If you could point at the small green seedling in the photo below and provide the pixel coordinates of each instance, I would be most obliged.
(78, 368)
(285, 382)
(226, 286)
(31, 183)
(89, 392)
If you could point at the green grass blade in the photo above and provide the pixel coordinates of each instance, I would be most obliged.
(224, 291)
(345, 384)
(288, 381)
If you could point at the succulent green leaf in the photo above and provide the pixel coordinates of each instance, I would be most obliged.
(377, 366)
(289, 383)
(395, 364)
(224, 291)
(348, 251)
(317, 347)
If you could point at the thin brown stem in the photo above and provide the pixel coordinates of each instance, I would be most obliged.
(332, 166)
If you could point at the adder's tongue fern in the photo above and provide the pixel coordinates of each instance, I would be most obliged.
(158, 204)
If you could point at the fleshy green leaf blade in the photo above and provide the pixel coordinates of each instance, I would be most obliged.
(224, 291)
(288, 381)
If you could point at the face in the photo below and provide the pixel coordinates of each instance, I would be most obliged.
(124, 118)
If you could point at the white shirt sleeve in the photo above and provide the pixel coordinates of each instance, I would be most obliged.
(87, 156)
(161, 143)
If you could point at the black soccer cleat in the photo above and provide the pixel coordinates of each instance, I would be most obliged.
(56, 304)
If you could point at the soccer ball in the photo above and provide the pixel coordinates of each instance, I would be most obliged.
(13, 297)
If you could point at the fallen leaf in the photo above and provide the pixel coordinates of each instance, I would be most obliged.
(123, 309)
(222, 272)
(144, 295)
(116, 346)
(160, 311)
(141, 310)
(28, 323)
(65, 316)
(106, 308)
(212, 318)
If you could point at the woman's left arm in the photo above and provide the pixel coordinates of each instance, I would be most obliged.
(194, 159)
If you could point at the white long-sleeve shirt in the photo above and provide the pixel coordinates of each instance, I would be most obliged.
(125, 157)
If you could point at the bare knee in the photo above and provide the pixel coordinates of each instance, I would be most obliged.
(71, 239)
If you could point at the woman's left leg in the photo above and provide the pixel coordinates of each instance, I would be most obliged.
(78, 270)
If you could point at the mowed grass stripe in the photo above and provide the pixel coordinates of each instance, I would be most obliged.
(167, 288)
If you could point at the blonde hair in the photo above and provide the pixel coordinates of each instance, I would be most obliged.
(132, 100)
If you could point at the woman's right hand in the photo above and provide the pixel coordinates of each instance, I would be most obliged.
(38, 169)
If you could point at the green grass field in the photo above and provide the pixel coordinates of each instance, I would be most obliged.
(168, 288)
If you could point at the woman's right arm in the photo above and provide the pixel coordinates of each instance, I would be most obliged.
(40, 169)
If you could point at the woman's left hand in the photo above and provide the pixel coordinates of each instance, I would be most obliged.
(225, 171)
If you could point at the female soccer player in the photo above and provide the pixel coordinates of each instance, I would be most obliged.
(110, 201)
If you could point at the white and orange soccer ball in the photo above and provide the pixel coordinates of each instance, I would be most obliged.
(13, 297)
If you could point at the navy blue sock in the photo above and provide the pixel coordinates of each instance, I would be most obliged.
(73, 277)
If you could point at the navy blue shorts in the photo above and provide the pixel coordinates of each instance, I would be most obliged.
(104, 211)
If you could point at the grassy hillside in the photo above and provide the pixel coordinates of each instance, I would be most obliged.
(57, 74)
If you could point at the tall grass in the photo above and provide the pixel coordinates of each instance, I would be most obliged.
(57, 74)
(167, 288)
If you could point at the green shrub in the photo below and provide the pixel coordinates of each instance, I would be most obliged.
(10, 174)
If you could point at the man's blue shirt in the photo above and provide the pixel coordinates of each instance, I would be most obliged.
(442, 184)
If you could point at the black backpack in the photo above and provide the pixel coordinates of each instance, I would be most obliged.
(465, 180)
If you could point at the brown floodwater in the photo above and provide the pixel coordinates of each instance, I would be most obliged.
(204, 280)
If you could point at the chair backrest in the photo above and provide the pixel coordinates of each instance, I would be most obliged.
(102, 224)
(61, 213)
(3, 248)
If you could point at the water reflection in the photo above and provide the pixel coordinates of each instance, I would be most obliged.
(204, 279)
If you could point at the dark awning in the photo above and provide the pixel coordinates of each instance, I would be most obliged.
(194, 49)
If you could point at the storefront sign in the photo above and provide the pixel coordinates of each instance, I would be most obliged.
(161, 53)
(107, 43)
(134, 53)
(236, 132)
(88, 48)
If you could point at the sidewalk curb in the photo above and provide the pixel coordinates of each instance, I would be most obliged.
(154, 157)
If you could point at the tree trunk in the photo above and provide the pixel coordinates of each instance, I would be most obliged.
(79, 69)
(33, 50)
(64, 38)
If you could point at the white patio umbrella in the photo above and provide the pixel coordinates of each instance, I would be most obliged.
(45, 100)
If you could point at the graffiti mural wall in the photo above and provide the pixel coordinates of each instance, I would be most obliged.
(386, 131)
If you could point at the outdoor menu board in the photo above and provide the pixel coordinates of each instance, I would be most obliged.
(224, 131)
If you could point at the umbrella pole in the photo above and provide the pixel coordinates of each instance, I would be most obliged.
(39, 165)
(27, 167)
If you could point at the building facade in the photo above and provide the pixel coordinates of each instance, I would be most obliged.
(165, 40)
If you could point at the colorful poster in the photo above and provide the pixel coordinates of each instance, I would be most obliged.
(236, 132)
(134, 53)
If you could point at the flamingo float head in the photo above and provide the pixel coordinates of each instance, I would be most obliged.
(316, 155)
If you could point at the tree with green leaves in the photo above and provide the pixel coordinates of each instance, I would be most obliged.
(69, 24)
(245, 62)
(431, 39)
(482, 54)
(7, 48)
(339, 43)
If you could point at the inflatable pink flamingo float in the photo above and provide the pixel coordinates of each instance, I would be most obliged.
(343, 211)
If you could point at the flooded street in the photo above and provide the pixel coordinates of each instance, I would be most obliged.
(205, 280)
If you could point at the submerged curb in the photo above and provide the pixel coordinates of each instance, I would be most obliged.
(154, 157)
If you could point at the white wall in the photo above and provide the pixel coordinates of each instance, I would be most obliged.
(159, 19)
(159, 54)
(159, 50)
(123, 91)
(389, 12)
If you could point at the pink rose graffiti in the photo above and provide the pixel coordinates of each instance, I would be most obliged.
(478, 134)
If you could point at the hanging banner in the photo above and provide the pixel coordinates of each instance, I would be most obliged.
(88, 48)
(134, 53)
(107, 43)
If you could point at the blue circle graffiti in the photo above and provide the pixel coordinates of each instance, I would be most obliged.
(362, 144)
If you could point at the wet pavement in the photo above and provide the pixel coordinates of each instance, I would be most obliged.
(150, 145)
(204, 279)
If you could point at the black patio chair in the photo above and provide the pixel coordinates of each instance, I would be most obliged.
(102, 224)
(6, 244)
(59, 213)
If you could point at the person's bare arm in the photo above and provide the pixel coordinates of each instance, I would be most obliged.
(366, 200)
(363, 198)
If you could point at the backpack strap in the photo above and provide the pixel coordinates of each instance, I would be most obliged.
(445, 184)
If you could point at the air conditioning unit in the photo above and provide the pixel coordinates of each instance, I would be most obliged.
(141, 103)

________________________________________

* **What the task asks**: Update all the entries above by replacing "I would be most obliged" with "I would be grateful" wherever it occurs, leaving everything else unchanged.

* **Output of the exercise**:
If you could point at the small green seedling in the photo below and provide the pixel coordinates of each instance, I would be grateful.
(78, 368)
(285, 382)
(226, 286)
(31, 183)
(89, 392)
If you could point at the green grass blade in the photo above and provide the pixel coordinates of each instance, I would be grateful.
(224, 291)
(345, 384)
(288, 381)
If you could point at the succulent green leaf in the photo above and provide the pixel coordinates of each instance, I would be grateful.
(377, 366)
(289, 383)
(395, 364)
(224, 291)
(348, 251)
(317, 347)
If you could point at the thin brown stem in the photo above and provide the pixel coordinates of each instance, I would be grateful.
(332, 166)
If you could point at the adder's tongue fern in the photo above and provide the pixel coordinates of each instance, I would be grateful.
(158, 204)
If you could point at the fleshy green leaf blade in the photo above and provide the pixel coordinates of each instance, I would be grateful.
(224, 291)
(288, 381)
If you could point at the face in the photo below and provide the pixel coordinates of each instance, I would be grateful.
(124, 118)
If you could point at the white shirt sleeve in the photo above and provide the pixel coordinates of each instance, I would be grateful.
(87, 156)
(161, 143)
If you could point at the black soccer cleat in the photo above and provide the pixel coordinates of each instance, I would be grateful.
(56, 304)
If you could point at the soccer ball in the photo above and provide the pixel coordinates of each instance, I would be grateful.
(13, 297)
If you could point at the fallen leaf in the photo above and provide the pixel coordinates of each instance, I would be grateful.
(123, 309)
(222, 272)
(144, 295)
(116, 346)
(160, 311)
(141, 310)
(28, 323)
(65, 316)
(106, 308)
(212, 318)
If you could point at the woman's left arm in the photo above and provide the pixel coordinates of each instance, I would be grateful.
(194, 159)
If you could point at the white long-sleeve shirt in the photo above and provide the pixel coordinates of each instance, I would be grateful.
(125, 157)
If you could point at the bare knee in the photo above and provide the pixel coordinates of each instance, I would be grateful.
(71, 239)
If you could point at the woman's left leg in the photo above and provide the pixel coordinates of each instance, I would be grateful.
(78, 270)
If you could point at the mowed grass stripe in the photo above and provide the pixel coordinates of each instance, I would be grateful.
(167, 288)
If you could point at the blonde hair in the photo above and provide the pixel coordinates of each instance, I would be grateful.
(132, 100)
If you could point at the woman's right hand in the photo above and provide the pixel coordinates of each instance, I would be grateful.
(38, 169)
If you could point at the green grass field in the photo above and provide the pixel coordinates of each instance, I would be grateful.
(168, 288)
If you could point at the woman's right arm in the photo above and provide the pixel coordinates of each instance, I would be grateful.
(40, 169)
If you could point at the woman's left hand in the photo above and provide the pixel coordinates of each instance, I would be grateful.
(225, 171)
If you could point at the female soccer player in the photo above and provide the pixel coordinates of each instance, I would be grateful.
(110, 201)
If you could point at the white and orange soccer ball in the photo above and provide the pixel coordinates of each instance, I would be grateful.
(13, 297)
If you could point at the navy blue sock in the photo above and provide the pixel coordinates of each instance, I would be grateful.
(73, 277)
If you could point at the navy blue shorts in the photo above and provide the pixel coordinates of each instance, I would be grateful.
(104, 211)
If you could point at the grassy hillside in the photo above and provide the pixel coordinates of each instance, I would be grateful.
(57, 74)
If you could point at the tall grass in the photo above and provide the pixel coordinates of each instance, I would be grateful.
(57, 74)
(167, 288)
If you could point at the green shrub in the photo below and provide the pixel coordinates of each instance, I would be grateful.
(10, 174)
If you could point at the man's blue shirt in the photo above and provide the pixel coordinates of each instance, I would be grateful.
(442, 184)
If you could point at the black backpack in the photo above and provide the pixel coordinates of each instance, I would be grateful.
(465, 180)
If you could point at the brown floodwater in the photo above and provide the pixel coordinates of each instance, I would be grateful.
(204, 280)
If you could point at the chair backrest in the photo above and provide the pixel coordinates of each instance, I would be grateful.
(102, 224)
(61, 213)
(3, 248)
If you could point at the water reflection in the photo above and provide the pixel coordinates of each instance, I would be grateful.
(204, 279)
If you could point at the dark awning in the photo above and provide the pixel coordinates of each instance, I would be grateful.
(194, 49)
If you could point at the storefront sign in the photo above and provide the pixel coordinates of each instance, I would be grateful.
(161, 53)
(107, 43)
(134, 53)
(236, 132)
(88, 48)
If you could point at the sidewalk curb in the photo above and provide the pixel coordinates of each instance, I would be grateful.
(154, 157)
If you could point at the tree trunk in the photo above and provide the pixel coordinates of each instance, I would be grateful.
(79, 69)
(33, 50)
(64, 38)
If you could point at the white patio umbrella in the photo above and provide the pixel coordinates of each instance, I would be grateful.
(45, 100)
If you could point at the graffiti mural wall in the photo above and provide the pixel coordinates of each instance, I would be grateful.
(386, 131)
If you could point at the outdoor menu board in the photo above and provide the pixel coordinates of each instance, I would be grateful.
(224, 131)
If you could point at the umbrella pole in the photo above and provide the pixel coordinates of each instance, I would be grateful.
(39, 165)
(27, 167)
If you could point at the building facade in the photo above and provide the pixel coordinates of each instance, I would be grateful.
(165, 40)
If you could point at the colorful poster in the photo above and provide the pixel coordinates of each instance, I would be grateful.
(236, 132)
(134, 53)
If you could point at the flamingo float head in the photo above and provide the pixel coordinates of each instance, I would be grateful.
(316, 155)
If you could point at the tree with green leaves in the photo above and provide the pixel coordinates of each instance, I would be grateful.
(69, 24)
(245, 62)
(431, 39)
(482, 54)
(7, 48)
(339, 43)
If you could point at the inflatable pink flamingo float in the photo above and provide the pixel coordinates of each instance, I would be grateful.
(343, 211)
If you could point at the flooded street in the photo above and provide the pixel coordinates of each instance, I would be grateful.
(205, 280)
If you could point at the submerged curb in the photo above and provide the pixel coordinates of each instance, I would be grateful.
(154, 157)
If you could point at the white wall in the photo above and provide the pixel coordinates of each instance, I would be grateful.
(159, 19)
(159, 54)
(159, 50)
(123, 91)
(389, 12)
If you could point at the pink rose graffiti in the photo above and provide the pixel coordinates of each instance, I would be grateful.
(478, 134)
If you could point at the hanging banner in the photo above and provide the pixel coordinates of each instance, I would be grateful.
(88, 48)
(134, 53)
(107, 43)
If you could point at the blue circle graffiti in the photo above and provide the pixel coordinates of each instance, I would be grateful.
(362, 144)
If you could point at the wet pavement in the photo above and provide the pixel coordinates of each instance, I would be grateful.
(150, 145)
(204, 279)
If you could point at the black patio chair in the photo above and provide the pixel coordinates of each instance, I would be grateful.
(102, 224)
(6, 244)
(59, 213)
If you could point at the person's bare arm in the photo above and provide the pixel coordinates of each instance, I would be grateful.
(366, 200)
(363, 198)
If you could point at the backpack strap in the photo above and provide the pixel coordinates of each instance, I would be grateful.
(445, 184)
If you could point at the air conditioning unit in the photo above and provide the pixel coordinates of each instance, I would be grateful.
(141, 103)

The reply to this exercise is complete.